### QUOTED PASSAGE
--------------------------------

Implied FY26 H1 trajectory: Sep $5.2B + Dec $4.7B = $9.9B H1 revenue (vs FY25 H2 $9.87B = roughly flat). Sep gross margin 50% + Dec 48% = ~49% H1 average. Non-GAAP EPS Sep $1.20 + Dec ~$1.05 = ~$2.25 H1 (vs FY25 H2 ~$2.58 H1 = -13% YoY pressure). Street at: FY26 consensus was $5.20B Sep + $5.25B Dec = -$1.05B vs the implied guide. Sell-side will revise Dec down. Guidance style: Lam typically guides conservatively and beats by 1-3% on revenue and 5-15% on EPS. The Dec guidance is more explicit/conservative than usual — suggesting either genuine softness or unusual sandbagging.

Analyst Q&A Highlights

Outperformance Framework — Tool Business Growing 3x WFE

The opening question framed the structural debate: Lam's tool business growing 3x WFE growth rate is empirically validated; what's the rank order of drivers? The CEO's response cited GAA architecture transition (selective etch + ALD + backside power), advanced packaging across all device types, and continued NAND layer scaling.

Q: "I guess first question, your tool business is likely growing 3x the growth rate of WFE here in calendar '25, and you indicated expectations for relative outperformance to continue in calendar '26. Is there a framework for thinking about rank order of the key drivers of this outperformance that you could share?"

--------------------------------

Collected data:
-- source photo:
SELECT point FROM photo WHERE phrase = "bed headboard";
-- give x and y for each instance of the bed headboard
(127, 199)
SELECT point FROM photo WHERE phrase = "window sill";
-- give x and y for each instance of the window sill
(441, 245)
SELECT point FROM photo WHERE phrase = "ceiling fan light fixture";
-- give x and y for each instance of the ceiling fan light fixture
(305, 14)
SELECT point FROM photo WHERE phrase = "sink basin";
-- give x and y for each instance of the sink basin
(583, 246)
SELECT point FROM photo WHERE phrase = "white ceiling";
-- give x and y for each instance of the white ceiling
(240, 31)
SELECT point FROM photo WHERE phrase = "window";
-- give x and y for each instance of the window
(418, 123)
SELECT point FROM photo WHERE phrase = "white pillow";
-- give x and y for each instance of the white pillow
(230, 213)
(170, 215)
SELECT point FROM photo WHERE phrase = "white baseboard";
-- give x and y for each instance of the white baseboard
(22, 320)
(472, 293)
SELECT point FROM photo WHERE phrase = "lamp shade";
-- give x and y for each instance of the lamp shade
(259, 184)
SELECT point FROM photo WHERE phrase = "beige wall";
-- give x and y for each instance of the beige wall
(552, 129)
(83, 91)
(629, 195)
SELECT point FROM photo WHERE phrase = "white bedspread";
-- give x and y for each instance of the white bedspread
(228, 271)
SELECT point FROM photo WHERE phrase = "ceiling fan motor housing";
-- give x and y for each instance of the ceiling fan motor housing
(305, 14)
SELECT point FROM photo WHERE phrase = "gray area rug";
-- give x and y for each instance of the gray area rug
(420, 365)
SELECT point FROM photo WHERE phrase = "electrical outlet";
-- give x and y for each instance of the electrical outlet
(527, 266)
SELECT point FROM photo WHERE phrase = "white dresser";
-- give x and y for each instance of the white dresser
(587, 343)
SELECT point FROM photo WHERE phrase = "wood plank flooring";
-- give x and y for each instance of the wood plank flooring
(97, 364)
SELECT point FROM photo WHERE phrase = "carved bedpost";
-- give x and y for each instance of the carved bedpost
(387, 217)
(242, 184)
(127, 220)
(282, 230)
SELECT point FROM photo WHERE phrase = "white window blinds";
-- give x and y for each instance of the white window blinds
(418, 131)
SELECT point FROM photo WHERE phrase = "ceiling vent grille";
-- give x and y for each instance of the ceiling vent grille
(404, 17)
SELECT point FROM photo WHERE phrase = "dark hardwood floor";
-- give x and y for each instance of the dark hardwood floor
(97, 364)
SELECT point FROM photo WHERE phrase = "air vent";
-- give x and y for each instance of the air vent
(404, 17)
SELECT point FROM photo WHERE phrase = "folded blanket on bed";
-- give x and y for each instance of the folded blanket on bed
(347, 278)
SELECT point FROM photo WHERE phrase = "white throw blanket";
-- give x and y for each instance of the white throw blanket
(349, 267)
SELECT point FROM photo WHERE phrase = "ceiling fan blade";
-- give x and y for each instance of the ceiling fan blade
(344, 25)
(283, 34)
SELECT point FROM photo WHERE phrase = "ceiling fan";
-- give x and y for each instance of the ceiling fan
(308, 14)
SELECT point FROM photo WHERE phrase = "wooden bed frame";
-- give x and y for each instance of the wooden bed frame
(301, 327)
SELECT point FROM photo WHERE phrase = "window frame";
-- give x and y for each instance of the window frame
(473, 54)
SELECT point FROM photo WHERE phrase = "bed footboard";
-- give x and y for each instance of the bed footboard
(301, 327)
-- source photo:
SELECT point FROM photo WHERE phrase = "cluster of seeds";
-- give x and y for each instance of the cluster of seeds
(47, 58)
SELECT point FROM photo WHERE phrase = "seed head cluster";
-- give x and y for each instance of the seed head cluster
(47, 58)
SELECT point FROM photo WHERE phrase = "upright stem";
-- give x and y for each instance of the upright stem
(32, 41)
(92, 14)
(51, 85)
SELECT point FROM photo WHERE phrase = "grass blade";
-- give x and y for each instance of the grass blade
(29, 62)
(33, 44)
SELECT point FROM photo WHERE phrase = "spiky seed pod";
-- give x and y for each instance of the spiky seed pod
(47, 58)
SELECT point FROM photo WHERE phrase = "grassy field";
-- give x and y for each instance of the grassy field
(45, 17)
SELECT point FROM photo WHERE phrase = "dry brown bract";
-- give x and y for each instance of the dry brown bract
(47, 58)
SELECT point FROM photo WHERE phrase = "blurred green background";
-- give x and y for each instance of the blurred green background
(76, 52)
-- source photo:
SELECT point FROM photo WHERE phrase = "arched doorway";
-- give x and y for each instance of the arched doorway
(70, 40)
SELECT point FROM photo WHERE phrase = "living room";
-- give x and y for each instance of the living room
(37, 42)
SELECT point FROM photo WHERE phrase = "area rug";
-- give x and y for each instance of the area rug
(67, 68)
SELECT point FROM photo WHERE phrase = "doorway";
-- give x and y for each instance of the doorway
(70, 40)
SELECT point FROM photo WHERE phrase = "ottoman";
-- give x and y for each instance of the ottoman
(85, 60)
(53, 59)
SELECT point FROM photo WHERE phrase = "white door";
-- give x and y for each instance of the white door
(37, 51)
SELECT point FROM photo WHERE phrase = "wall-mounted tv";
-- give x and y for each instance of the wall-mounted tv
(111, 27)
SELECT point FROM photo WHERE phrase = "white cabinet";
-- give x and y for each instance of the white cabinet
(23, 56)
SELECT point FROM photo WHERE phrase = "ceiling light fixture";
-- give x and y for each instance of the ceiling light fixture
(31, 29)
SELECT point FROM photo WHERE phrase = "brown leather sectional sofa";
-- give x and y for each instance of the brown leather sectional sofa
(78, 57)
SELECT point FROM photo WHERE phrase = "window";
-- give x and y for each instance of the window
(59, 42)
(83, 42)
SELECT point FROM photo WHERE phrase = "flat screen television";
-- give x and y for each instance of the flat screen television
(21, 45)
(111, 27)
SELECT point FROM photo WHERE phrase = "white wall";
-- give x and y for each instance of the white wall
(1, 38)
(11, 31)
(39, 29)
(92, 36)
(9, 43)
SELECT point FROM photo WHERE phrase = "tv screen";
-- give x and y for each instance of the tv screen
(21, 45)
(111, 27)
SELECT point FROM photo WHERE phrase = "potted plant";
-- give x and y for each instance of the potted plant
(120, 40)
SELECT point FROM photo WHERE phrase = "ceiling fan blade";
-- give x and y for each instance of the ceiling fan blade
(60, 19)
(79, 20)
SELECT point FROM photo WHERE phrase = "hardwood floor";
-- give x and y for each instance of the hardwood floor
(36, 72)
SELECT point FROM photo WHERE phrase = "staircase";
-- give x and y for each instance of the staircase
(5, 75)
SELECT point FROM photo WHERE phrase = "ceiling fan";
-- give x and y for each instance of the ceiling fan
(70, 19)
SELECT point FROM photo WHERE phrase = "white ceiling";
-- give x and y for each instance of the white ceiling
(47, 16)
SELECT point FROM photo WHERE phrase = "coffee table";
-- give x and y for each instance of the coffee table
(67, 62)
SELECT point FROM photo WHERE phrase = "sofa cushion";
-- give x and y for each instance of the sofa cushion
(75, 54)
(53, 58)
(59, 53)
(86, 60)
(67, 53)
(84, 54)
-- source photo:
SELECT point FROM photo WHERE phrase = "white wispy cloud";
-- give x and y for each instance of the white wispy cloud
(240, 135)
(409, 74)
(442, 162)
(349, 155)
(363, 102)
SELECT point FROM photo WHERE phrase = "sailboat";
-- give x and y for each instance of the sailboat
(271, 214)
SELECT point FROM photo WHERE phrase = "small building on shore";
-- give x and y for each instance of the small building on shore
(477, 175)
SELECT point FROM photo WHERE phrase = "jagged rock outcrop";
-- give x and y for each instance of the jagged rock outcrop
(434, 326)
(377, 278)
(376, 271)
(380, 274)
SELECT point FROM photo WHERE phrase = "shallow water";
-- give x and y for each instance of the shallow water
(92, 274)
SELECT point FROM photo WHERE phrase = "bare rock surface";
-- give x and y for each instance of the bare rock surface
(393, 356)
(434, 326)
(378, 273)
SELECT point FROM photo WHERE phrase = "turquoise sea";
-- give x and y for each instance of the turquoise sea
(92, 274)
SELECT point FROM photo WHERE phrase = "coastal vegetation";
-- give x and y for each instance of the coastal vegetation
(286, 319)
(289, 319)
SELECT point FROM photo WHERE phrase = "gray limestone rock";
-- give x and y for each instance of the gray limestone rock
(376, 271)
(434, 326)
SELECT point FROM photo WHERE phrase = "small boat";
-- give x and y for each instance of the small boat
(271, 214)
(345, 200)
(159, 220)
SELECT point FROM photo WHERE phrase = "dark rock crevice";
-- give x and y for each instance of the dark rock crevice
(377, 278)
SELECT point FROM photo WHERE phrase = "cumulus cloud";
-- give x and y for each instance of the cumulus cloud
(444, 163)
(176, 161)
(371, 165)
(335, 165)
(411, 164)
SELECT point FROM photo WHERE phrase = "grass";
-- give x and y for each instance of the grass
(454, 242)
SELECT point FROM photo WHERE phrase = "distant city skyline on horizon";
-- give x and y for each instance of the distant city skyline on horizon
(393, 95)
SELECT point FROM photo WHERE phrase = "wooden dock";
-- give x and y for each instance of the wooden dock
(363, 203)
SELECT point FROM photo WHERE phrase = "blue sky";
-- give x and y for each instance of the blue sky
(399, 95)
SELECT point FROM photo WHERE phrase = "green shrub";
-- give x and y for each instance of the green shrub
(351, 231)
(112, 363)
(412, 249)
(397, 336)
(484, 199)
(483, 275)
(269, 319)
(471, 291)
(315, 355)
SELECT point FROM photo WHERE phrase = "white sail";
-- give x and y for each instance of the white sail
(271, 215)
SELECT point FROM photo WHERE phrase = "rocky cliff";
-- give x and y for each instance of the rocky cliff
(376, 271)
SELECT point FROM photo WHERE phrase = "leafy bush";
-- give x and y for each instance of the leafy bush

--------------------------------

### TASK LIST
A – Decide whether each of the following statements agrees with the Lam earnings analysis, answering yes or no and quoting the deciding words from the analysis: (i) Lam typically beats its revenue guidance by 1-3%. (ii) The Sep gross margin is given as 48%. (iii) The CEO's response cited advanced packaging across all device types.
B – Rewrite the paragraph of the Lam earnings analysis that begins "The opening question framed the structural debate" as a short bulleted list that keeps its main facts.
C – Pick up the Lam earnings analysis after its last sentence and continue it.

### PER-TASK OUTPUTS
A –
(i) Yes: "Lam typically guides conservatively and beats by 1-3% on revenue and 5-15% on EPS."
(ii) No: "Sep gross margin 50% + Dec 48% = ~49% H1 average."
(iii) Yes: "The CEO's response cited GAA architecture transition (selective etch + ALD + backside power), advanced packaging across all device types, and continued NAND layer scaling."

B –
- The opening question framed the structural debate.
- Lam's tool business growing at 3x the WFE growth rate is empirically validated.
- The question asked for the rank order of the drivers.
- The CEO cited three drivers:
  - the GAA architecture transition (selective etch, ALD, backside power)
  - advanced packaging across all device types
  - continued NAND layer scaling

C –
— C.J. Muse, Cantor Fitzgerald

A: "Sure. I think it's — it's all the things that we've talked about in the past. I mean, clearly, if we look at foundry/logic, I mentioned extensively the discussion of moly today, but we're also looking at other tools around the gate-all-around structure. It's things like selective etch, ALD. We still have backside power to come. That will be an area we believe of outperformance for Lam given our strength in etch and deposition in the role that it plays there. We continue to see ourselves gaining against WFE the more that advanced packaging is incorporated across every type of device, whether it's foundry/logic, HPM and even in NAND, we're starting to see on every NAND makers roadmap, things like cell bonded to array or cell under array."
— Tim Archer, CEO

Assessment: The "3x WFE growth rate" framework is the structural bull thesis articulation. Multiple compounding levers (GAA + advanced packaging + NAND scaling + backside power) provide independent growth vectors. We model Lam revenue growing +12-15% YoY in FY26-27 on flat-to-modestly-up WFE.

Dec Q Gross Margin Trajectory — CFO's Explicit 48% Framing

The follow-up question on gross margin trajectory drew the most direct guidance Lam has given on a forward quarter — the CFO explicitly told the Street to model December gross margin at ~48%, equal to current consensus.

Q: "And then a question for you, Doug. In terms of gross margins, you've got — it sounds like some tailwind from China. So curious, does that continue into the December quarter? And is there kind of a new normalized gross margin ex kind of China that we should be thinking about?"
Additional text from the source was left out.